Member Reviews
As always, and I seriously cannot believe this has not been fixed yet, I have to preface a poetry review by noting that the Kindle does not keep the formatting of the poet. If I read a poem on my Paperwhite, lines end on one word; on my IPad vertically on another, and on my IPad if I read horizontally. It’s incredibly frustrating and that’s as a reader. As a writer I’d be infuriated. C’mon Amazon; it’s way past the time to fix this.
Anyway, obviously I won’t be talking much about structure, line breaks (the ones I quote may or may not be correctly shown), enjambment, etc. Because who knows?
David Baker’s Whalefall runs the gamut in terms of length for its poems, some running a handful of lines while the title piece runs well over a dozen pages. If the pieces vary in length, they’re more cohesive in terms of subject, with nature coming under the focus of a sharply focused eye and activist mind. Other subjects include time and illness.

● EXTRACTED DATA:
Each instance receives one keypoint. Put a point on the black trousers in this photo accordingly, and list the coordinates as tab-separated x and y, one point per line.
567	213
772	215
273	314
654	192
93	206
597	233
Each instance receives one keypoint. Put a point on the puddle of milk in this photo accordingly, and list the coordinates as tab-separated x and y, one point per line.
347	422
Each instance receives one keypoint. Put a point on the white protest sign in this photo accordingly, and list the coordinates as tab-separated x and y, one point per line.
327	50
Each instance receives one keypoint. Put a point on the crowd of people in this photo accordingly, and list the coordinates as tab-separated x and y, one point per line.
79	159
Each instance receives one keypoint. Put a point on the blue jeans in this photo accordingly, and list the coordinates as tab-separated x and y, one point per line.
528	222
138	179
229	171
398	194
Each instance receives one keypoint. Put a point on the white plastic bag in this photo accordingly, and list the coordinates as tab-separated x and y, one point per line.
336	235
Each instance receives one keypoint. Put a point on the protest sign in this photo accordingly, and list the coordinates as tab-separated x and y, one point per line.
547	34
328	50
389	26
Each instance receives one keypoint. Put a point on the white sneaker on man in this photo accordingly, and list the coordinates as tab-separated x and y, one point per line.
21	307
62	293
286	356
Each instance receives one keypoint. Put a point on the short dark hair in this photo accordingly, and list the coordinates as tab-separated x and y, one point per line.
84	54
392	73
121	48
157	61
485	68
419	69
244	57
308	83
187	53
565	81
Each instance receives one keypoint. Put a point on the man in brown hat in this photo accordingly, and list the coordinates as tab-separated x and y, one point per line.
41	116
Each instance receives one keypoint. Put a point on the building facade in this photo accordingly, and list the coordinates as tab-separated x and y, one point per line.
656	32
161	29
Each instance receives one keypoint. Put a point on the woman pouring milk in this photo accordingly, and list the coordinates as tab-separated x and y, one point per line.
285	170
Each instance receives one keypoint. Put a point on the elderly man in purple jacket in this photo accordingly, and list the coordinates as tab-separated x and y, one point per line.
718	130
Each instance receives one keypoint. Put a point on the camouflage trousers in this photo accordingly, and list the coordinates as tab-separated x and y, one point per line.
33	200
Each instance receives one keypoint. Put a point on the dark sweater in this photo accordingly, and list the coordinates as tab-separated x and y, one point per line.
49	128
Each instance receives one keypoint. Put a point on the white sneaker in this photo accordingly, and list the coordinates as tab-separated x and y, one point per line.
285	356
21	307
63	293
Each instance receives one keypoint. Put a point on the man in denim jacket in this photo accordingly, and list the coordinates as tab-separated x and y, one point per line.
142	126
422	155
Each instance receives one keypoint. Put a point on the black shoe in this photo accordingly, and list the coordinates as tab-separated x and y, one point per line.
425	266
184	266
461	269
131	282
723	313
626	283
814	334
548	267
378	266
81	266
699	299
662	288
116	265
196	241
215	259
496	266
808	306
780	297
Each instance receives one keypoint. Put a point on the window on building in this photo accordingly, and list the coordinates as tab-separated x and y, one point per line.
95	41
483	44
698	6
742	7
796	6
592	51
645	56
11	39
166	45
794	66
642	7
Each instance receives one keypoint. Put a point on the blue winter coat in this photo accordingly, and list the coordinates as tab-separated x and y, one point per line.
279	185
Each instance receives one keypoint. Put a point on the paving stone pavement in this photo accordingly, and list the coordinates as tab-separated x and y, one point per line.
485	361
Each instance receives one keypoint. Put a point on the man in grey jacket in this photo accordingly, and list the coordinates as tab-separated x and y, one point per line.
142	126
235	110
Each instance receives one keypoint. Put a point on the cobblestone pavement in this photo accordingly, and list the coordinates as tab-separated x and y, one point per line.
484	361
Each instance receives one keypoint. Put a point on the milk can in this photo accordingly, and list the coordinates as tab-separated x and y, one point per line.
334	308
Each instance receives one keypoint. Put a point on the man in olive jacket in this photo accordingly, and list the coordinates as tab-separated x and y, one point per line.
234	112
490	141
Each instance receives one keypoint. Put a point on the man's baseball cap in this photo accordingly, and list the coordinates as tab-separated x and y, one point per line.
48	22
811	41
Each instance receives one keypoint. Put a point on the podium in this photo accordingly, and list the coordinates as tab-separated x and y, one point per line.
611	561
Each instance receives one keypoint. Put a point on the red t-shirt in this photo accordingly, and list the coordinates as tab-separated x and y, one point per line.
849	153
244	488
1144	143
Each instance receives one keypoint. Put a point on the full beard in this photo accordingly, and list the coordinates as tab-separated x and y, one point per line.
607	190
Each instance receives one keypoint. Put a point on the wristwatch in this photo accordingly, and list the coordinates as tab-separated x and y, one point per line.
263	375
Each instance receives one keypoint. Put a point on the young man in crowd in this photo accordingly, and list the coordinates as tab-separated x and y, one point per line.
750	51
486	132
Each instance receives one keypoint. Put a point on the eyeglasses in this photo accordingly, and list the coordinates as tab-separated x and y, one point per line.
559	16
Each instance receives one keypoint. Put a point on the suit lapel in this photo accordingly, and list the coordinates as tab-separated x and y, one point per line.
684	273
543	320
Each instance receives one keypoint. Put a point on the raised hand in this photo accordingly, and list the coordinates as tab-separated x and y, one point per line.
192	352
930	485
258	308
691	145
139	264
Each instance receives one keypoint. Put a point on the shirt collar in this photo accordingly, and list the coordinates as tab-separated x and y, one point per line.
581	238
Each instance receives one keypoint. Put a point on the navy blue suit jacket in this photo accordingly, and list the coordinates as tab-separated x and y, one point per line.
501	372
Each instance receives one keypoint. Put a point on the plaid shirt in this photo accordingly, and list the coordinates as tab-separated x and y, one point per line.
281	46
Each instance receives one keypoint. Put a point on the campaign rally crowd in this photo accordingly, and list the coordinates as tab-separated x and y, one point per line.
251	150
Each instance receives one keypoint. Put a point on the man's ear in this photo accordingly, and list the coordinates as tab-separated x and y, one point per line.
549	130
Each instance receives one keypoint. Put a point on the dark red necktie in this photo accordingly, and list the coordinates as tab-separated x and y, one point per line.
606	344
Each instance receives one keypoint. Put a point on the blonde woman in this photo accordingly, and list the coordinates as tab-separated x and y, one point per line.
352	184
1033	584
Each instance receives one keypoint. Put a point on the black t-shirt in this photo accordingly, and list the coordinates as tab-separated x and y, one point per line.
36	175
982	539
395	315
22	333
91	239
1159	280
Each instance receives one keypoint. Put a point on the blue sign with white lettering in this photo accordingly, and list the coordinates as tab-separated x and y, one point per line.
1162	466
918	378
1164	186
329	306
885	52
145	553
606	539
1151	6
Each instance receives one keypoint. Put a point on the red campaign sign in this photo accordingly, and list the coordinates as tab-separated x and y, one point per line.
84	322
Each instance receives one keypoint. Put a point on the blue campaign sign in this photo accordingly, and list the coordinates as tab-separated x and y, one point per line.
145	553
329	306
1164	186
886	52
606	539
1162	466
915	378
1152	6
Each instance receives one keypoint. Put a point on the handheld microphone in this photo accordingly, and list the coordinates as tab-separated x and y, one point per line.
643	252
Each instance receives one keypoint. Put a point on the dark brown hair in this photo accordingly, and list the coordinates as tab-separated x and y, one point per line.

● COMPLETE THE FOLLOWING:
A) Summarize the review of Whalefall in two sentences.
B) For each statement, answer yes or no according to the review of Whalefall, and quote the words that decide it: (i) The Kindle keeps the poet's formatting. (ii) The title piece of Whalefall runs well over a dozen pages. (iii) Time and illness are among the subjects of the poems.
C) Extend the review of Whalefall past its final sentence.
The material has nothing to do with the review.

● ACTIVITY ANSWERS:
A) The reviewer complains that the Kindle does not keep a poet's formatting, so line endings change from device to device, and says the review will therefore say little about structure or line breaks. David Baker's Whalefall has poems ranging from a handful of lines to a title piece of well over a dozen pages, but they are cohesive in subject, focusing on nature, with time and illness among the other subjects.

B)
(i) No: "the Kindle does not keep the formatting of the poet."
(ii) Yes: "the title piece runs well over a dozen pages"
(iii) Yes: "Other subjects include time and illness."

C)
Baker’s sound sense is evident right at the start, as in “The Telling”, with the assonance of “the old ice that stones can hold the one note of”, that “O” sound continuing throughout the poem’s brief length. Or in the opening of “Mullein”, which makes use of both assonance and consonance: “A single stalk/by the side of the creek/I put my hand in/Cold water the color of clouds.” There’s a musicality that runs throughout the work that even casual poetry readers (I put myself in that category) will respond to even if they have some difficulty with the fragmentary nature of some the poems, the back and forth between scenes/subject in some, or the precise language, which can drop into the arcane and/or scientific, as again in “Mullein” when Baker names Verbascum thapsus. Sometimes the specificity is a litany, as when he offers up this list “avocets, stilts, willets, killdeers, coots, phalaropes, rails, tule wrens, yellowheaded black birds, black terns . . . “
The title poem, meanwhile, moves back and forth between the scientific language, reportage style, and a more intimate one as we follow in one thread the carcass of a whale dropping ever so slowly through the depth zones of an ocean. It opens in the former: “One dies. /Eschrichtius robustus, gray/of the sole living genus, of baleen, of the family Eschrichtiidae.” Later, the reportage arrives: “July, 29, 2013: a sperm whale found deceased on the beach of a small island off the coast of the Netherlands . . . “And then the intimate, personal description of the speaker’s illness: “Weeks I couldn’t sleep. Years I couldn’t waken . . . it’s coming back one more . . . the viral fire, the toxic sea.” With that last word acting as a bridge to the other moments, one which circles back in another section the whalefall that follows the corpse through “the hypotoxic haze.” The poem is a masterclass in movement.
Some readers might be frustrated by the vocabulary, others might glide throughout without concern over knowing “exactly” what is meant (though most times Baker offers contextual clues or out and out explanations), and still others will look them up — Baker allows for all the options.
Nor does he shy away from simpler lines, simple at least in syntax and vocabulary and form, though they carry a larger weight. Lines that linger with the readers like “What you call a thing is seldom what it is.” Or ones that will call up a reader’s own memories, regrets: “I wish I had spoken when it matters, but who can know each time when to call or keep still?”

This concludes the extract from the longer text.